--- Selected passage ---
__________________________________________________
A study published recently adds evidence to the argument that deforestation aids the spread of malaria.
Researchers compared deforestation patterns to malaria rates in nine states in the Brazilian Amazon. They found that places with the highest incidences of malaria were impacted forest patches between 0.1 and 5 square kilometers in size.
The researchers write that these forest patches contain the shaded, watery, forest-edge habitat preferred by the mosquitos that transmit malaria.
To keep malaria from becoming an even bigger threat, the authors call for better monitoring of mosquito populations, land planning, and income generation schemes for forest-dwelling communities.
Scientists have long suspected a relationship between deforestation and some infectious diseases. For instance, the 2014 Ebola crisis has been linked to logging that may have put workers and their families in close contact with infected bats.
For malaria – one of the leading causes of death in tropical regions – there has been some evidence that the mosquitos that transmit it (called “vectors”) breed more readily in places where forest has been cleared. Now, a study published recently in Nature’s open-access journal Scientific Reports, adds to the hypothesis that deforestation aids the spread of malaria in the Amazon.
__________________________________________________
--- Problem 1 ---
Can you sum up the passage on deforestation and malaria in two sentences?
--- Problem 2 ---
In the passage on deforestation and malaria, how would you rewrite the paragraph beginning "To keep malaria from becoming" as a bulleted list?

--- Material shown ---
__________________________________________________
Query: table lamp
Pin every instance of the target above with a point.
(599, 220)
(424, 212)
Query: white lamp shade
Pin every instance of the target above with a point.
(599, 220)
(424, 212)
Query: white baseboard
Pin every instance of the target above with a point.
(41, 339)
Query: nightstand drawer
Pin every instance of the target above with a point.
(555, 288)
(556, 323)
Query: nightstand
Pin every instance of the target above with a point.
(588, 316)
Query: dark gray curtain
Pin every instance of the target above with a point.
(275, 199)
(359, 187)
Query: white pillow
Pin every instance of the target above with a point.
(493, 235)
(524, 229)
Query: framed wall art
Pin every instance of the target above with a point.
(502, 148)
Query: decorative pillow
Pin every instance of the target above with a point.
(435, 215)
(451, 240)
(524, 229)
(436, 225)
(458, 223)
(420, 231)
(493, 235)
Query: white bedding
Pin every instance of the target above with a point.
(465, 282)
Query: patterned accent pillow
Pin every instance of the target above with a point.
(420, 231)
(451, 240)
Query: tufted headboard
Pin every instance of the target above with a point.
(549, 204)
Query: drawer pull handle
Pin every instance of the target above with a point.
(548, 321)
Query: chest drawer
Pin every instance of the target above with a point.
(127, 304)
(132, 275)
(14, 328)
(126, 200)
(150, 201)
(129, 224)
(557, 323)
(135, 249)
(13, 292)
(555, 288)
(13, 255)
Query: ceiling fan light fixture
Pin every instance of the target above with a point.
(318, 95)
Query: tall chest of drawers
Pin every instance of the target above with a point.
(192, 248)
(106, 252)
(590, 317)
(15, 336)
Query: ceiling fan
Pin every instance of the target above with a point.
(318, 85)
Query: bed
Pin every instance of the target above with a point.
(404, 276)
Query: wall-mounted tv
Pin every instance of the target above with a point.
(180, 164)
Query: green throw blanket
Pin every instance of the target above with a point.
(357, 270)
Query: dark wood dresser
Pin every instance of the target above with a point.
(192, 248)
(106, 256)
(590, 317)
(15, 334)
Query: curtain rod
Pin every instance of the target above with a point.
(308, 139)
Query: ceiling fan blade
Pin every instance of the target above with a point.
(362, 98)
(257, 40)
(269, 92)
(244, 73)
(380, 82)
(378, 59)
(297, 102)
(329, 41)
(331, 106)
__________________________________________________
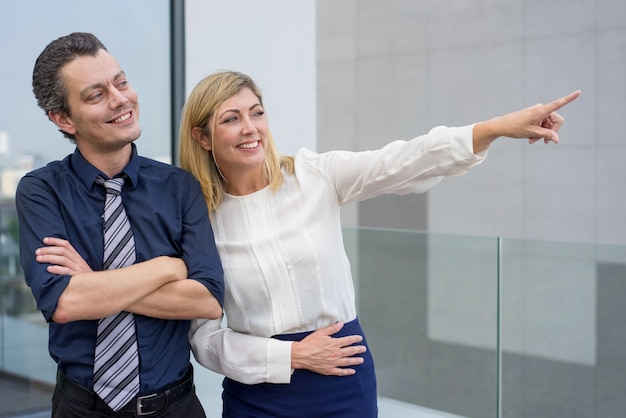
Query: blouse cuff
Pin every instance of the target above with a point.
__________________________________________________
--- Answer box 1 ---
A recent study comparing deforestation patterns with malaria rates in nine Brazilian Amazon states found the highest malaria incidence in impacted forest patches of 0.1 to 5 square kilometers. These patches contain the shaded, watery, forest-edge habitat that malaria-transmitting mosquitos prefer, and the authors call for better mosquito monitoring, land planning, and income generation schemes for forest-dwelling communities.

--- Answer box 2 ---
To keep malaria from becoming a bigger threat, the authors call for:
- better monitoring of mosquito populations
- land planning
- income generation schemes for forest-dwelling communities